§ **Ejercicios**
[a] Transcribe literalmente un fragmento del texto sobre los grupos étnicos en África: empieza en las palabras que contienen "Pero sea como" y termina después de "llevan su día.".
[b] En el texto sobre los grupos étnicos en África, ¿qué fue lo primero que hicieron en Tanzania al lograr la independencia?
[c] Por favor, continúa el texto sobre los grupos étnicos en África a partir de su última frase.

§ **Texto de lectura**
——
Es curioso, a menudo en África me sigue impresionando que la gente dentro de un mismo país se considere tan diferente unos de otros basados en su grupo étnico. En Sudáfrica, por supuesto, la diferencia es bien sencilla: Eres blanco, eres negro. Los negros seguramente tengan sus propias diferenciaciones raciales, pero no tengo ni zorra porque no conseguimos entablar una charla con ninguno de ellos, tan marcada es la diferencia del "supuestamente" derogado Apartheid. En Mozambique podías ver cómo la gente era totalmente distinta en la costa que en el altiplano de Chimoio / Tete, predominantemente, por cierto, del mismo grupo étnico de Zambia con quien hace frontera en esa zona. En Malawi apenas hay un par de grupos pero también se diferencian entre ellos. En Tanzania, curiosamente, el país está tan tremendamente dividido en grupos étnicos, dicen que más de 60, que no hacen diferencia. Como nos contaba Richard en Moshi, cuando lograron la independencia lo primero que hicieron fue redistribuir a la población para mezclarla y que no hubiera tensiones étnicas. Para ellos la etnia es simplemente una gracieta, un añadido enriquecedor sobre de dónde vienen y cuales son las costumbres de su grupo étnico. El grupo mayoritario apenas llega al 16% de la población total. Receta perfecta para la estabilidad. Aquí en Zambia también hay muchos grupos, y tampoco llegan a superar el 18% en el caso del mayoritario. Y todo el mundo parece, de algún modo, contento y ajeno a diferenciaciones raciales. Ni siquiera oímos la constante cantinela de "Mzungu!" que sí escuchábamos en Tanzania.
Pero sea como fuere, aquí todo parece más tranquilo, más calmado. Y la gente es agradable. Una de las cosas que más te llama la atención de esta zona es que absolutamente TODO el mundo te saluda con un "Hola, ¿cómo estas?" Sólo cuando se han interesado por cómo lo llevas, las conversaciones empiezan. Y si por alguna razón sigues la (ahora maleducada) costumbre europea de ir al grano con tu conversación, te interrumpen para volver a preguntar "¡He dicho que cómo estás!". Y se te cae la cara de vergüenza, por ser tan desconsiderado con cómo los demás llevan su día.
——
§ **Datos proporcionados**
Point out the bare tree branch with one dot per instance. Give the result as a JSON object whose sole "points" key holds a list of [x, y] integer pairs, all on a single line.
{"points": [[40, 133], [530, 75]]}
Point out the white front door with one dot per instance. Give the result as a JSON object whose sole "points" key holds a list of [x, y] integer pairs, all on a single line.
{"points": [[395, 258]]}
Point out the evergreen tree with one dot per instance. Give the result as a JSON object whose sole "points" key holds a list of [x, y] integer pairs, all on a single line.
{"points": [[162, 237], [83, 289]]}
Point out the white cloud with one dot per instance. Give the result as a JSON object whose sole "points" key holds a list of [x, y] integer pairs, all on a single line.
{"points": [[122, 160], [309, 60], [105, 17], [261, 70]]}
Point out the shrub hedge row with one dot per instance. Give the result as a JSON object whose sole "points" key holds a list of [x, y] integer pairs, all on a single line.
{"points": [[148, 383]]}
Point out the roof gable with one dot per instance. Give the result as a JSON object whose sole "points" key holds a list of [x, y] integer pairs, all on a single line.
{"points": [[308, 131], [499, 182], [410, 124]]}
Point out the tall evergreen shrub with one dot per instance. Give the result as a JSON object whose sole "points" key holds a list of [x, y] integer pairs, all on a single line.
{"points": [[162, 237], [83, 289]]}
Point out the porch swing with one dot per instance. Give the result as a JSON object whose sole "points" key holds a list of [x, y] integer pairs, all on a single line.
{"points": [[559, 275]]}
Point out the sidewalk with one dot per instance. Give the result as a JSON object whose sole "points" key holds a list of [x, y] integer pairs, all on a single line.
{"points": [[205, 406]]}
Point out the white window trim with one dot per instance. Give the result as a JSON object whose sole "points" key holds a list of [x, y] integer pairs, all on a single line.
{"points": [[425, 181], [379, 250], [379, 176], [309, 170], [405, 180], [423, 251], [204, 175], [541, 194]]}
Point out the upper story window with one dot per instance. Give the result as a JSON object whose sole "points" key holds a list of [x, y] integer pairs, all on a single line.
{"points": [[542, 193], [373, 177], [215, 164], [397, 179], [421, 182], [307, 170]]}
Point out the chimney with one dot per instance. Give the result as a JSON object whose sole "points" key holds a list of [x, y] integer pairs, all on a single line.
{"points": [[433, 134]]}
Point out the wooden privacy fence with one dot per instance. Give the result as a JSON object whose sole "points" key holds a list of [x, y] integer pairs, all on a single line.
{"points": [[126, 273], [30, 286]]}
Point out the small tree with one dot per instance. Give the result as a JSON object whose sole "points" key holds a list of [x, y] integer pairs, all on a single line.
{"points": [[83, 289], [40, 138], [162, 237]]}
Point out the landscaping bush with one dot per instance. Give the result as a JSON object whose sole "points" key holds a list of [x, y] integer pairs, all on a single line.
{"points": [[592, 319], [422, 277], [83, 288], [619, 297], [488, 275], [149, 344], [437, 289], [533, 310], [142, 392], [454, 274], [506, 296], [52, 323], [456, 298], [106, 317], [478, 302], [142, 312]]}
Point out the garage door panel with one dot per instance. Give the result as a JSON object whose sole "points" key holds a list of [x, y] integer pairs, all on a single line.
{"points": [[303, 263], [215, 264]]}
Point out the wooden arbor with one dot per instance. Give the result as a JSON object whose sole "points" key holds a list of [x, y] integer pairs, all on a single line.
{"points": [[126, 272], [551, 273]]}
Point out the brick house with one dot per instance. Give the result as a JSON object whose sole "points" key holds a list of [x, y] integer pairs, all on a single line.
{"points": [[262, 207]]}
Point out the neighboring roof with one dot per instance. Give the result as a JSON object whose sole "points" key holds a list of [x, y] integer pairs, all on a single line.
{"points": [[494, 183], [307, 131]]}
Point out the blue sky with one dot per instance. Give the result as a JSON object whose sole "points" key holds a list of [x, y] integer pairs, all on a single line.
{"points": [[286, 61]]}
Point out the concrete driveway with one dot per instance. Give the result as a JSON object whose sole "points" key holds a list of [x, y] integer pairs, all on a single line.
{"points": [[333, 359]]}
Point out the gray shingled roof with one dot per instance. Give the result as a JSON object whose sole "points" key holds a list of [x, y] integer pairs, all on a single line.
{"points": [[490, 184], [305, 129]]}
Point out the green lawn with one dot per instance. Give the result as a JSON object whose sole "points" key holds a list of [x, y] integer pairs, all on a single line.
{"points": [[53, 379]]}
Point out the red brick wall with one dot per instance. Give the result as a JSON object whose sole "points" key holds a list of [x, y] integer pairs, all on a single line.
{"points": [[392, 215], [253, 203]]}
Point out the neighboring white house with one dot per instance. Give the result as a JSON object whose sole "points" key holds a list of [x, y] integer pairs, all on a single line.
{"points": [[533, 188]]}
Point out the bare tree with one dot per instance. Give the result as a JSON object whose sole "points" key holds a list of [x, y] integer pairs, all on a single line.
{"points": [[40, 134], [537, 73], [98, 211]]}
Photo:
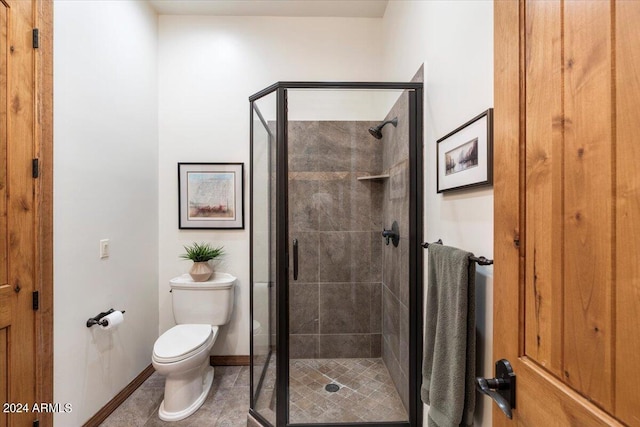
——
§ **Respuestas por tarea**
[a]
Pero sea como fuere, aquí todo parece más tranquilo, más calmado. Y la gente es agradable. Una de las cosas que más te llama la atención de esta zona es que absolutamente TODO el mundo te saluda con un "Hola, ¿cómo estas?" Sólo cuando se han interesado por cómo lo llevas, las conversaciones empiezan. Y si por alguna razón sigues la (ahora maleducada) costumbre europea de ir al grano con tu conversación, te interrumpen para volver a preguntar "¡He dicho que cómo estás!". Y se te cae la cara de vergüenza, por ser tan desconsiderado con cómo los demás llevan su día.

[b] Redistribuir a la población para mezclarla y que no hubiera tensiones étnicas.

[c]
El segundo día fue más de lo mismo. Carreteras interminables sólo ocasionalmente interrumpidas por controles policiales que en su mayoría pasaban de nosotros, y los pocos que nos paraban lo hacían más por curiosidad de qué hostias hacian dos blanquitos en unas motos cargadas hasta los topes, pasar un rato de conversación diferente, y hacer alguna broma sobre que le comprásemos una de estas motos para dejarnos pasar. Más de gracieta que ni siquiera buscando una fanta.
Y de aquella manera transcurrió tooooodo el camino hasta Lusaka. Pasando frío, aburridos de rectas interminables. Hasta llegar a la gran urbe, donde vive el 60% de la población de este país. Sólo interrumpidos por la carretera que lleva a la zona minera de Zambia, en la frontera con Congo, donde se encuentran los mayores yacimientos de cobre del planeta, motor económico del país, en las que vimos las ruedas más grandes que he visto en mi vida, cargadas en camiones para llevarlas de repuesto a los vehículos gigantes de las minas. Convoyes que ocupaban toda la carretera forzando a los demás camiones y autobuses a echarse al arcén a su paso, cargando ruedas de fácilmente 10 o 12 metros de altura y volquetes tan anchos como dos carriles, nos iban salteando los últimos kilómetros hasta Lusaka.
Y finalmente apareció, detrás de una loma, la gran urbe. Coronada por un estadio de fútbol (cómo no) a medio construír, curiosamente por la empresa de construcción del gobierno de Shanghai (toma ya), la ciudad se abría paso a través de arrabales infinitos, malolientes, negros como el tizo, llenos de basura de plástico y gente con pinta de no haber visto un billete grande en su puta vida.
El eje central de la capital, la Calle Cairo (por su pertenencia a la gran ruta antes mencionada) acoje toda la zona moderna de la ciudad, y podría estar en cualquier país "avanzado". Bancos por todos lados, tiendas, centros comerciales, gente a mansalva... Y al otro lado, nuestro destino en Lusaka. Aliboats. El único servicio oficial de Yamaha donde las motos deberían pasar la revisión de los 10.000 km, tras unos 13.000 recorridos en realidad. Allí charlamos por fin con el tipo que Craig había acordado el servicio, que resultó no conocer a Craig de nada en absoluto, y tener una curiosa vista ligeramente diferente de la historia que habíamos oído de Craig.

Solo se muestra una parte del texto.